→ RECORDS FOR THIS EXERCISE:
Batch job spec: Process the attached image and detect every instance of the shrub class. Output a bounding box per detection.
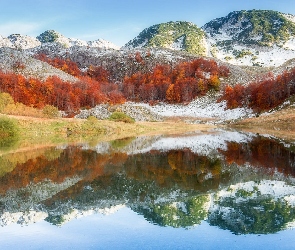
[109,112,135,123]
[0,117,19,147]
[0,93,14,112]
[42,105,58,118]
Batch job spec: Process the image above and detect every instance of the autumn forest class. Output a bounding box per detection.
[0,52,295,113]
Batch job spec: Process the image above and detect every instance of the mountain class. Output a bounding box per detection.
[123,22,207,55]
[202,10,295,66]
[37,30,119,50]
[0,30,119,50]
[0,47,77,82]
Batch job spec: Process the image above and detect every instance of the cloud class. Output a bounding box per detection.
[0,22,42,36]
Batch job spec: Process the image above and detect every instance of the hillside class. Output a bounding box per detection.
[0,48,77,82]
[123,22,207,56]
[202,10,295,66]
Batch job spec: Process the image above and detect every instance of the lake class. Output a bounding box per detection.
[0,130,295,249]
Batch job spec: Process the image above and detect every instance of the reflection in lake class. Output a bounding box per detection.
[0,131,295,248]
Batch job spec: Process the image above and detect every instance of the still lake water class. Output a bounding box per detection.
[0,130,295,249]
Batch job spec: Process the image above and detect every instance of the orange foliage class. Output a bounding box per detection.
[220,68,295,112]
[122,58,229,103]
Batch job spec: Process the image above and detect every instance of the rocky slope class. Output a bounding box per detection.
[0,30,119,50]
[202,10,295,66]
[123,22,207,55]
[0,48,77,82]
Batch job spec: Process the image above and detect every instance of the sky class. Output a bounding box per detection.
[0,0,295,46]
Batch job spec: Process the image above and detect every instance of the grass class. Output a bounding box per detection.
[0,114,214,150]
[231,107,295,141]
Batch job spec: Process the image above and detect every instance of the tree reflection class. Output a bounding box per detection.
[0,134,295,234]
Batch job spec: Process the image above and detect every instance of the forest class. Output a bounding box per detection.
[0,52,295,113]
[219,67,295,112]
[0,53,229,112]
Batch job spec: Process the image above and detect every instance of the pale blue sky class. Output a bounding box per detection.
[0,0,295,46]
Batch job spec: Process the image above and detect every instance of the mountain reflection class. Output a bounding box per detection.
[0,131,295,234]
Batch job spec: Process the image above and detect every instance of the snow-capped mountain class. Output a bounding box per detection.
[202,10,295,66]
[37,30,119,50]
[0,30,119,50]
[122,22,207,55]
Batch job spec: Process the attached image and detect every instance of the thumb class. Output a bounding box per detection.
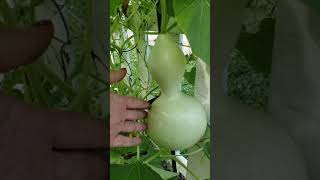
[109,68,127,84]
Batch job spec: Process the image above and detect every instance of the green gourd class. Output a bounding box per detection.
[147,34,207,150]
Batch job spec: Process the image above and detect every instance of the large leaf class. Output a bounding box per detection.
[173,0,210,64]
[110,161,162,180]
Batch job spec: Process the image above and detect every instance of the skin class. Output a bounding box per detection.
[0,21,149,180]
[110,69,150,147]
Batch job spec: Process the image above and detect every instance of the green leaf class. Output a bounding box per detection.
[167,0,175,17]
[184,67,196,86]
[110,0,121,16]
[31,0,44,6]
[110,161,162,180]
[173,0,210,64]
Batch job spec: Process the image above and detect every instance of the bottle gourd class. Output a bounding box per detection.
[147,34,207,150]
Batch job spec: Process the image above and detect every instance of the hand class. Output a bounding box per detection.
[110,69,150,147]
[0,21,109,180]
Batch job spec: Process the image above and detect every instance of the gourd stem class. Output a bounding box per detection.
[160,0,167,34]
[160,148,203,158]
[172,157,200,180]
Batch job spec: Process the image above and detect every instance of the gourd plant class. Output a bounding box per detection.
[110,0,210,180]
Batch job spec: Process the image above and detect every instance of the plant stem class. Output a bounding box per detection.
[172,157,200,180]
[137,146,140,161]
[160,0,167,34]
[161,148,203,158]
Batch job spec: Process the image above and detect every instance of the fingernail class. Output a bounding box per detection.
[34,20,52,26]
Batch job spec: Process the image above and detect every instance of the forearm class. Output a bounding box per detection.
[0,90,109,149]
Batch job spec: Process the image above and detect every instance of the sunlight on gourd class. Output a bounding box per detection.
[147,34,207,150]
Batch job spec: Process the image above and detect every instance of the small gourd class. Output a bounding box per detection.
[147,34,207,150]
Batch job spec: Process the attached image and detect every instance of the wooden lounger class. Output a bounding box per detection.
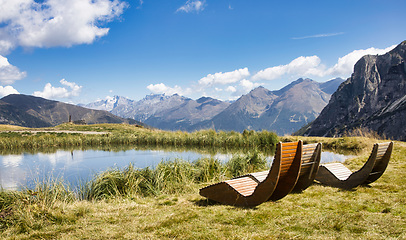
[293,143,321,192]
[200,141,303,207]
[316,142,393,189]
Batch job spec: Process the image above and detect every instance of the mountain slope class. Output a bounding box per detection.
[302,41,406,140]
[190,79,343,135]
[0,94,140,127]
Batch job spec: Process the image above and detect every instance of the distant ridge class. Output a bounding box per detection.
[193,79,343,135]
[0,94,142,127]
[297,41,406,141]
[81,78,344,135]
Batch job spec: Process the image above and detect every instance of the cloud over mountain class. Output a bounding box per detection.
[33,79,82,99]
[0,55,27,84]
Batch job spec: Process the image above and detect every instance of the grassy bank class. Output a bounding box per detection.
[0,132,406,239]
[0,124,278,151]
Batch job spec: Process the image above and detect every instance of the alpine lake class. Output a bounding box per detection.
[0,143,353,190]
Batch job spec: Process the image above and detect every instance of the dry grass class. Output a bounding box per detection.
[0,124,27,131]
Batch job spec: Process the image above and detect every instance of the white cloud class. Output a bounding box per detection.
[292,32,344,40]
[147,83,191,95]
[0,86,20,97]
[226,86,237,93]
[199,68,250,86]
[176,0,206,13]
[325,45,396,77]
[33,79,82,99]
[251,45,395,81]
[0,55,27,84]
[252,56,324,81]
[0,0,127,49]
[240,79,261,93]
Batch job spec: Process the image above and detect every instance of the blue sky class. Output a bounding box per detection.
[0,0,406,103]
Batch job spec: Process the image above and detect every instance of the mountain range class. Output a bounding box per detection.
[0,94,142,128]
[298,41,406,141]
[80,78,344,135]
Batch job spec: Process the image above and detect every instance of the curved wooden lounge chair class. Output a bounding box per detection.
[293,143,322,192]
[316,142,393,189]
[200,141,303,207]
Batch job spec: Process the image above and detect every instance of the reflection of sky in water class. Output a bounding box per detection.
[0,150,356,189]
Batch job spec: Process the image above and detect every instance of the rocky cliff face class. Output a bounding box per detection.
[304,41,406,140]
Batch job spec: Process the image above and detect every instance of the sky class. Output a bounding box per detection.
[0,0,406,104]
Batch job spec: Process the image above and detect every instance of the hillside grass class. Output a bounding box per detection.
[0,124,406,239]
[0,124,278,154]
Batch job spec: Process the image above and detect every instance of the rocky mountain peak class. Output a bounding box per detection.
[304,42,406,140]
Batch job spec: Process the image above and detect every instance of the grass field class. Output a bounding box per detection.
[0,124,406,239]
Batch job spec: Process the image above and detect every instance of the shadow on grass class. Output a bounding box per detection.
[191,199,258,210]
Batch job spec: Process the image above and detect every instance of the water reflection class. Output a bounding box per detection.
[0,148,354,189]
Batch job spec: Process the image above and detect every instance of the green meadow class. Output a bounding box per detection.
[0,124,406,239]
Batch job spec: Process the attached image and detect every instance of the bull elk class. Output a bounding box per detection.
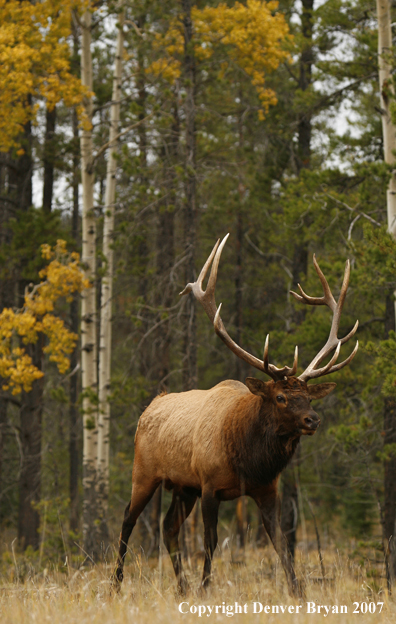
[113,234,358,595]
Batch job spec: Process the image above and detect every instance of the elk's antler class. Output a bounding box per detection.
[290,255,359,381]
[180,234,298,381]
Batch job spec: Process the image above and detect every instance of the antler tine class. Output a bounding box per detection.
[340,321,359,344]
[263,334,270,375]
[180,234,297,381]
[204,234,230,293]
[290,345,298,376]
[197,234,221,288]
[263,334,298,381]
[290,254,338,312]
[313,254,337,311]
[293,256,359,381]
[299,340,359,381]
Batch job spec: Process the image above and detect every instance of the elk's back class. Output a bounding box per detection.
[134,380,257,489]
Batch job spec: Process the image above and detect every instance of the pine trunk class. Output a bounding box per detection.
[377,0,396,589]
[69,103,80,533]
[18,335,44,550]
[43,108,56,212]
[182,0,198,390]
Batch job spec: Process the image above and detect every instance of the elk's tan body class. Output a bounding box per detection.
[134,380,261,500]
[114,235,358,597]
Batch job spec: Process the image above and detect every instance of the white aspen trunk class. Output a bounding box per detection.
[98,3,124,540]
[81,10,99,559]
[377,0,396,591]
[377,0,396,237]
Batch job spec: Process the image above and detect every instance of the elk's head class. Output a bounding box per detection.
[180,234,359,435]
[245,377,336,437]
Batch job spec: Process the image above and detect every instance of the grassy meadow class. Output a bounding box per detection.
[0,540,396,624]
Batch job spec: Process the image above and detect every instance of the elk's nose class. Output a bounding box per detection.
[304,413,320,429]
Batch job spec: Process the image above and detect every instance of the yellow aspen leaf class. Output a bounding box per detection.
[0,240,89,394]
[147,0,291,119]
[0,0,90,155]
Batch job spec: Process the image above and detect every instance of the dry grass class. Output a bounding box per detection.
[0,546,396,624]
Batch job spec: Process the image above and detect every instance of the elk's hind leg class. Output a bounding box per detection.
[113,481,158,589]
[201,492,220,589]
[163,489,197,595]
[253,488,304,598]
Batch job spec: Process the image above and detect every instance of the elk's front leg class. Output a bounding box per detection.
[202,491,220,589]
[254,488,304,598]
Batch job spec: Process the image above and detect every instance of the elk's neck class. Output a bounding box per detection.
[224,397,300,486]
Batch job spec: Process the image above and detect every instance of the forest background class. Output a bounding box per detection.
[0,0,396,596]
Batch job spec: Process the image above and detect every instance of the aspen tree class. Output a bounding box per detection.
[98,3,124,539]
[81,6,98,559]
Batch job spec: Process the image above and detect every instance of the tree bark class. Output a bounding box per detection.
[18,336,44,550]
[43,107,56,213]
[377,0,396,589]
[281,0,314,560]
[69,101,80,533]
[182,0,198,390]
[98,4,124,541]
[81,8,99,560]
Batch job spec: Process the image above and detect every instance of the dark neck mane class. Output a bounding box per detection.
[224,401,300,487]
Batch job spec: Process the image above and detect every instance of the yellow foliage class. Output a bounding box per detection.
[0,0,88,150]
[0,240,90,394]
[148,0,290,117]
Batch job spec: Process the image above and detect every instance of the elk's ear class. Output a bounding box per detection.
[308,383,337,399]
[245,377,268,396]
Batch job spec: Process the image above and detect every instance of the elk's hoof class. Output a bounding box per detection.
[290,579,305,600]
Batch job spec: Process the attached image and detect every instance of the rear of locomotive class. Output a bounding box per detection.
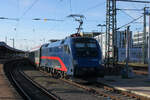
[72,37,104,77]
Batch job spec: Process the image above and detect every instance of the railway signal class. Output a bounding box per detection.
[67,14,85,33]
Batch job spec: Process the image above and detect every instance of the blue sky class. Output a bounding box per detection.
[0,0,150,50]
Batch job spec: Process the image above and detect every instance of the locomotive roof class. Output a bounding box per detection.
[42,37,95,48]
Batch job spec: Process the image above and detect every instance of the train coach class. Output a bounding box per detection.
[30,37,104,77]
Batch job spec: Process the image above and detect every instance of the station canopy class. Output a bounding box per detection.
[0,42,25,53]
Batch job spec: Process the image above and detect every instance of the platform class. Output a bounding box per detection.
[98,75,150,99]
[0,64,23,100]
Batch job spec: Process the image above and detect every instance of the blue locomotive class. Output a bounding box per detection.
[30,37,104,77]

→ WHAT IS REQUIRED: Present the material from its first line through the line containing "[0,47,77,82]" as a Markdown table with the columns Row and Line, one numbered row per line. Leave out blank lines and the pictures.

→ SOLVED PROBLEM:
| Row | Line |
|---|---|
| 1 | Batch job spec: Process the attached image and detect every instance of the shrub class. Output a bounding box per detection. |
| 2 | [109,112,135,123] |
| 3 | [0,117,19,147] |
| 4 | [0,93,14,112] |
| 5 | [42,105,58,118] |
| 6 | Batch job spec: Process the image above and detect every instance of the autumn forest class. Output a bounding box per detection. |
| 7 | [0,52,295,113] |
| 8 | Batch job spec: Process the image above and detect every instance of the mountain class. Output a bounding box per detection. |
| 9 | [123,22,207,55] |
| 10 | [202,10,295,66] |
| 11 | [37,30,119,50] |
| 12 | [0,30,119,50] |
| 13 | [0,47,77,82] |